- **Stated task 1**
Answer these questions from the market commentary:
(a) By how much did the Polish MPC lower the benchmark, and to what level on refi?
(b) How much did German industrial production rise, and what was the analysts' estimate?
(c) Who is the former Canadian Central Bank chief mentioned in the commentary?
- **Stated task 2**
According to the market commentary, why does the absence of a G7 statement support risk-on sentiment? Answer in one to three sentences.
- **Stated task 3**
Pick up the market commentary after its final sentence and keep writing in the same style.

- **Selection**
Yesterday we got again better-then-expected data form German economy. No statement from G7 meeting is also supporting EUR/USD. The pound before today's interest rate decision. Polish MPC decided to lower the benchmark by 25 bps to 3% on refi. Strong moves on bonds with yields approaching 3% on 10–year papers.
Macro data (CET- Central European Time). Survey is supplied by Bloomberg unless otherwise noted.
Industrial production from Germany. No statement from G7. EUR/USD “shrugged off” ECB and U.S jobs data.
We finished another day with better-then-expected data from Germany. The industrial production jumped 1.2% vs analyst's estimates at around minus 0.1%. It is worth to note, however, that recently published leading indicators (PMI, Ifo, ZEW) from Poland's west neighbor falls short of expectations. The key question is then whether it was just a slight up-tick in the production readings or the leading indicators were disturbed by, for example, by Cyprus crisis or Italian government issues.. The answer for that question can give us a clear hint whether the anticipated economy rebound is still possible in the 2nd half of the year or not. The other argument (a bit far-fetched) supporting risk-on sentiment is information that there will be no statement after G7 meeting. As The Wall Street Journal reports “A senior Canadian government official said Wednesday the group may discuss foreign-exchange policies, although the gathering will be an informal debate, and no release of statements is planned”. Investors were worried that if the G7 criticize BoJ for too aggressive monetary policy it will spoil the overall optimism.
It seems that EUR/USD tries to “shrug off” the recent negative events (ECB interest rate cut – bearish for the euro, and solid NFP data – bullish for the dollar), and is pushing consequently north. As usually in such moments I don't recommend to fight with the market even though it is sometimes can be counterintuitive.
Short term opportunity for the pound
The pound has an opportunity to gain some more ground. If todays data beats the expectations and the Central Bank leaves QE unchanged with decreased number of Members supporting the asset purchase program the we can even see a jump around 100 pips. On the other hand the rise can be limited due to July change on the governor seat. Mark Carney (former Canadian Central Bank chief) is viewed by market quite dovish and is expected to put the pressure on the sterling in the medium term.

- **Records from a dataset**
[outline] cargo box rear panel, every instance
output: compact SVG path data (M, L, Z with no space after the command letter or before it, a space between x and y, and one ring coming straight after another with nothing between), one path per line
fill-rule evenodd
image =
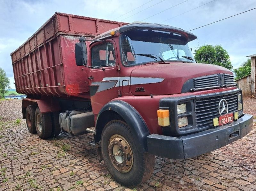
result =
M76 65L75 43L126 24L56 13L11 54L17 92L89 98L88 69Z

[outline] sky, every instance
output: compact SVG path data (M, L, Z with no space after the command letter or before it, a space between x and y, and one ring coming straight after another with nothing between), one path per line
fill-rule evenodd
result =
M15 89L10 53L56 11L188 31L255 7L255 0L0 0L0 68ZM205 45L221 45L236 68L246 56L256 53L255 15L256 9L193 30L198 38L189 46L194 50Z

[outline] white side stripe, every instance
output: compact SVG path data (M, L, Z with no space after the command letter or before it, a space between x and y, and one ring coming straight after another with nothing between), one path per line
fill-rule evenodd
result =
M164 78L141 77L107 77L103 78L101 82L93 82L92 85L99 86L96 93L112 88L114 87L119 87L123 80L129 81L129 84L146 84L158 83L162 81ZM128 85L128 83L123 86Z

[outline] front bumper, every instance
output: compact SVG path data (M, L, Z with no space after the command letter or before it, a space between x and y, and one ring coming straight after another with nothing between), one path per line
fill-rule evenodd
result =
M152 134L147 137L149 153L173 159L186 159L219 149L241 139L252 130L252 116L244 114L235 121L179 137Z

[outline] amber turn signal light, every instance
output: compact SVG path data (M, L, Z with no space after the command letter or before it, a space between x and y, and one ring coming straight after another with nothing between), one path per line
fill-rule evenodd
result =
M170 115L168 109L158 109L157 110L158 124L162 127L170 125Z

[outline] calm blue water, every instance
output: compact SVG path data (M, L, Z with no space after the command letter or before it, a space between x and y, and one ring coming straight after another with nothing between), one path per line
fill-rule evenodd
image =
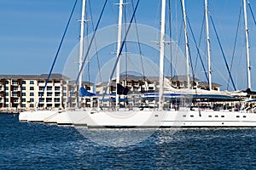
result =
M8 114L0 114L0 169L256 168L255 128L183 129L174 134L161 129L126 147L101 145L74 128L19 122L18 116Z

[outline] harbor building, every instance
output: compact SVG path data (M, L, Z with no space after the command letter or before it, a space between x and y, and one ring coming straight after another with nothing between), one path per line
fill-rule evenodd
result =
M84 96L79 98L78 86L74 86L74 81L61 74L51 74L47 86L45 86L48 74L41 75L0 75L0 110L34 110L53 109L64 107L93 107L96 106L97 97ZM192 78L190 79L192 80ZM166 77L165 83L174 88L186 88L188 82L185 76L175 76ZM207 83L201 82L197 78L190 81L190 87L195 88L207 89ZM121 75L120 85L126 87L130 93L146 94L158 93L158 76L139 76L134 75ZM90 93L97 95L103 94L108 82L103 82L94 84L90 82L83 82L82 86ZM115 78L111 82L107 89L107 97L109 101L115 100L116 84ZM220 85L212 84L212 90L219 91ZM122 95L123 99L125 96ZM156 102L156 101L154 101ZM125 103L125 102L123 102Z
M0 75L0 109L61 107L67 100L68 78L52 74L44 88L47 78L47 74Z

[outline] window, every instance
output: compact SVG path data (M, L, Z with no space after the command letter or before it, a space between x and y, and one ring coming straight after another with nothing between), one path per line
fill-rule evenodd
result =
M52 93L51 92L48 92L47 93L47 96L52 96Z
M55 92L55 96L60 96L61 95L61 93L60 92Z
M46 99L46 102L52 102L51 99Z
M61 101L61 99L59 98L55 99L55 102L60 102L60 101Z
M39 93L38 93L38 96L44 96L43 92L39 92Z
M13 97L17 97L18 94L17 93L13 93Z
M61 83L60 80L55 80L55 83Z

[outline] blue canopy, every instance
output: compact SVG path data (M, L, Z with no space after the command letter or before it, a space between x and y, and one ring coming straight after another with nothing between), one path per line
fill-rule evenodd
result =
M80 88L79 90L79 97L85 97L85 96L95 96L96 94L90 92L88 92L84 87Z

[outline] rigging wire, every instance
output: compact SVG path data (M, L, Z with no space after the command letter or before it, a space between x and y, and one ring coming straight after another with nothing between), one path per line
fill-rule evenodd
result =
M107 0L106 0L106 1L107 1ZM137 7L138 7L139 2L140 2L140 0L137 0L137 4L136 4L136 7L135 7L135 9L134 9L133 14L132 14L132 16L131 16L131 19L130 23L129 23L129 26L128 26L128 28L127 28L127 31L125 32L125 37L124 37L124 40L122 41L121 47L120 47L120 49L119 49L119 54L118 54L118 57L117 57L117 59L116 59L116 60L115 60L115 63L114 63L114 65L113 65L113 69L112 73L111 73L111 75L110 75L109 81L108 81L108 87L109 87L109 85L110 85L110 83L111 83L111 80L112 80L112 78L113 78L114 71L115 71L116 66L117 66L117 64L118 64L118 62L119 62L119 58L120 58L122 50L123 50L123 48L124 48L124 46L125 46L125 41L126 41L126 38L127 38L127 35L128 35L128 33L129 33L129 31L130 31L131 26L132 20L134 20L134 16L135 16L136 11L137 11ZM104 91L104 94L103 94L103 96L102 96L102 99L104 99L104 98L105 98L105 95L106 95L107 90L108 90L108 87L105 88L105 91Z
M241 5L240 10L239 10L238 23L237 23L237 26L236 26L236 31L235 42L234 42L234 47L233 47L232 58L231 58L230 71L232 71L232 68L233 68L233 61L234 61L234 57L235 57L235 53L236 53L236 46L239 26L240 26L240 21L241 21L241 8L241 8ZM230 77L229 76L228 84L227 84L227 90L228 90L229 86L230 86Z
M88 4L89 4L90 15L90 19L91 19L91 26L92 26L92 30L94 30L94 21L93 21L93 18L92 18L90 0L88 1ZM100 60L99 60L99 53L98 53L96 37L95 37L94 42L95 42L96 55L96 59L97 59L97 66L98 66L98 71L99 71L100 82L102 82L102 72L101 72L101 64L100 64Z
M98 26L99 26L99 25L100 25L100 21L101 21L101 20L102 20L102 14L103 14L103 12L104 12L104 9L105 9L107 2L108 2L108 0L105 0L105 3L104 3L104 4L103 4L103 7L102 7L102 12L101 12L101 14L100 14L99 19L98 19L98 21L97 21L97 24L96 24L96 28L95 28L95 30L94 30L92 37L91 37L90 42L90 44L89 44L89 46L88 46L87 52L86 52L85 55L84 55L84 60L83 60L83 63L82 63L82 65L81 65L81 69L80 69L80 71L79 71L79 75L78 75L78 76L77 76L75 84L74 84L74 86L73 86L73 88L72 94L73 94L74 88L76 87L76 84L78 84L79 76L80 76L80 75L81 75L81 73L82 73L82 71L83 71L83 70L84 70L85 61L86 61L86 60L87 60L87 58L88 58L88 54L89 54L90 49L91 45L92 45L92 42L95 40L95 36L96 36L96 31L97 31L97 29L98 29ZM72 96L72 95L71 95L71 96Z
M204 13L204 14L203 14L203 20L202 20L202 24L201 24L201 31L200 31L200 38L199 38L198 48L201 46L201 39L202 39L202 35L203 35L203 29L204 29L205 21L206 21L206 17L205 17L205 13ZM190 23L189 23L189 27L190 27ZM203 62L202 58L200 55L200 54L201 54L200 51L198 51L198 53L196 54L196 59L195 59L195 70L196 71L196 68L197 68L197 60L198 60L198 57L200 56L200 60L201 60L201 65L203 66L203 70L204 70L204 72L205 72L205 76L207 77L207 82L209 84L208 75L207 74L206 69L204 68L204 64L203 64L204 62Z
M168 1L168 14L169 14L169 37L170 41L172 41L172 13L171 13L171 0ZM170 71L171 71L171 81L172 81L172 42L170 42Z
M254 14L253 14L253 8L252 8L252 7L251 7L251 4L250 4L250 2L249 2L249 0L247 0L247 3L248 3L248 6L249 6L249 9L250 9L250 11L251 11L251 14L252 14L253 19L253 20L254 20L254 24L255 24L255 26L256 26L256 20L255 20L255 17L254 17Z
M132 9L134 10L133 0L131 1L131 5L132 5ZM143 65L143 50L142 50L142 47L141 47L141 43L140 43L140 38L139 38L139 35L138 35L136 16L134 16L134 23L135 23L135 27L136 27L136 34L137 34L137 45L138 45L138 48L139 48L143 80L146 80L145 72L144 72L144 65Z
M227 68L227 70L228 70L228 72L229 72L229 75L230 75L230 80L231 80L231 82L232 82L234 90L236 91L236 86L235 86L235 83L234 83L234 81L233 81L233 77L232 77L232 75L231 75L231 72L230 72L230 67L229 67L229 65L228 65L228 62L227 62L225 54L224 54L224 53L222 45L221 45L221 43L220 43L220 40L219 40L218 35L218 32L217 32L217 30L216 30L216 27L215 27L215 25L214 25L214 22L213 22L213 20L212 20L212 17L211 14L210 14L210 19L211 19L211 21L212 21L212 26L213 26L213 30L214 30L214 31L215 31L215 34L216 34L216 37L217 37L217 39L218 39L218 45L219 45L219 48L220 48L220 50L221 50L223 58L224 58L224 60L225 65L226 65L226 68Z
M53 71L53 69L54 69L54 66L55 66L55 62L56 62L56 60L57 60L57 58L58 58L58 55L59 55L59 52L60 52L60 50L61 50L61 48L62 47L62 42L63 42L64 37L65 37L65 36L66 36L67 28L68 28L68 26L69 26L69 24L70 24L72 16L73 16L73 14L75 7L76 7L76 5L77 5L77 3L78 3L78 0L75 0L75 3L74 3L73 7L73 8L72 8L72 12L71 12L71 14L70 14L70 16L69 16L69 18L68 18L68 21L67 21L67 26L66 26L66 28L65 28L65 31L64 31L64 33L63 33L63 35L62 35L61 42L60 42L60 44L59 44L57 52L56 52L56 54L55 54L54 61L53 61L53 63L52 63L50 71L49 71L49 74L48 74L48 77L47 77L47 79L46 79L44 87L44 88L43 88L43 93L41 94L39 101L42 99L42 97L43 97L43 95L44 95L44 94L45 88L46 88L46 86L47 86L47 83L48 83L48 82L49 82L49 77L50 77L50 75L51 75L51 73L52 73L52 71ZM39 101L38 101L38 104L39 104Z
M204 70L204 73L205 73L206 78L207 78L207 82L209 83L209 78L208 78L208 76L207 76L207 71L206 71L206 68L205 68L205 65L204 65L204 63L203 63L203 61L202 61L202 59L201 59L201 53L200 53L200 51L199 51L199 48L198 48L198 45L197 45L197 42L196 42L196 40L195 40L195 35L194 35L192 27L191 27L191 25L190 25L189 20L188 17L187 17L187 19L188 19L189 27L189 30L190 30L190 31L191 31L192 37L193 37L193 40L194 40L194 43L195 43L195 48L196 48L196 50L197 50L197 55L199 55L199 58L200 58L201 65L202 65L203 70ZM195 73L194 73L194 75L195 75Z
M182 11L183 11L183 4L182 4L182 0L180 0L180 4L181 4L181 8L182 8ZM185 14L185 16L183 16L183 17L186 17L187 20L189 20L188 18L188 15L187 14ZM185 25L185 22L184 22L184 20L183 20L183 24ZM191 57L191 52L190 52L190 48L189 48L189 38L188 38L188 32L185 33L184 35L185 37L187 37L187 41L188 41L188 48L189 48L189 65L191 67L191 71L192 71L192 78L193 78L193 84L195 82L195 71L194 71L194 67L193 67L193 62L192 62L192 57ZM188 68L189 69L189 68ZM188 75L189 76L189 75ZM188 82L188 84L190 83L190 82Z

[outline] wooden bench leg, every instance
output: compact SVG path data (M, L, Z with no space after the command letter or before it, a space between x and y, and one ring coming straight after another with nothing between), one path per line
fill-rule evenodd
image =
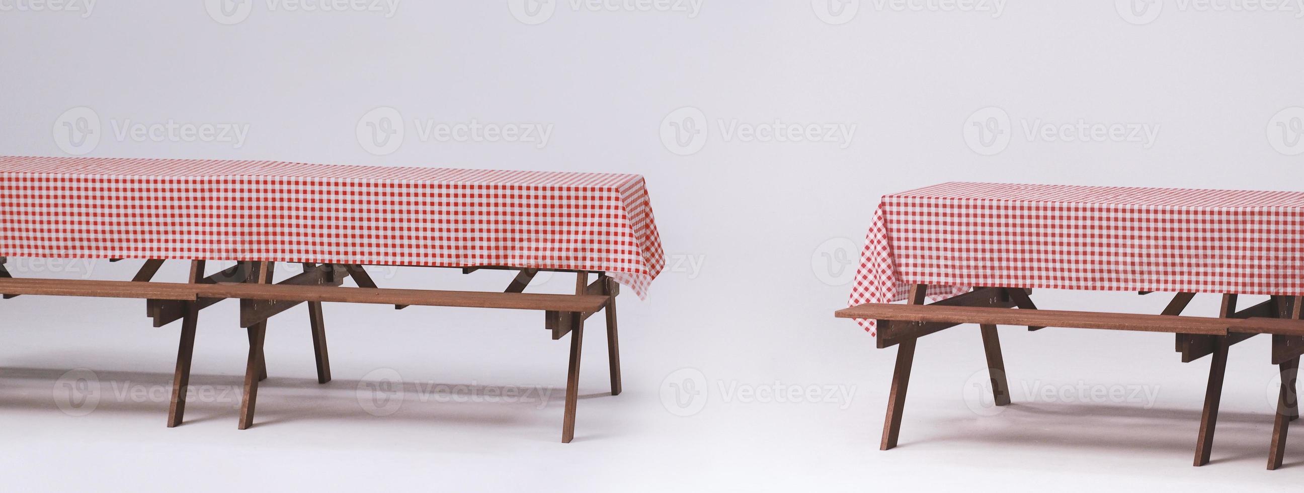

- **Task result 1**
(a) By 25 bps, to 3% on refi.
(b) It jumped 1.2%, against estimates of around minus 0.1%.
(c) Mark Carney.

- **Task result 2**
Investors had feared that the G7 would criticize the BoJ for overly aggressive monetary policy, which would have spoiled the overall optimism. With no release of statements planned, that risk is removed.

- **Task result 3**
Unexpected rate cut. Bond market rally. Professor Belka message to analysts.
Yesterday in contrast to most preductions (including the Goldman Sachs') the MPC lowered the refi rate by 25 bps to 3%. The zloty slided by around 0.01 PLN just a second after the announcement, and then strengthened significantly. The local currency took advantage from positive global sentiment and, more importantly, from huge demand on Polish bonds. Only yesterday the 10-year benchmark slided 14 bps and today in the morning it added another 10 bps what pushed the yield close to 3.00 mark. It is worth to note that 10 bps slide on yield result in around 0.8% gain in prices. It means that in 24 hours bond holders earned around 2% and since the beginning of April around 6.5% (yield slide by 80 bps).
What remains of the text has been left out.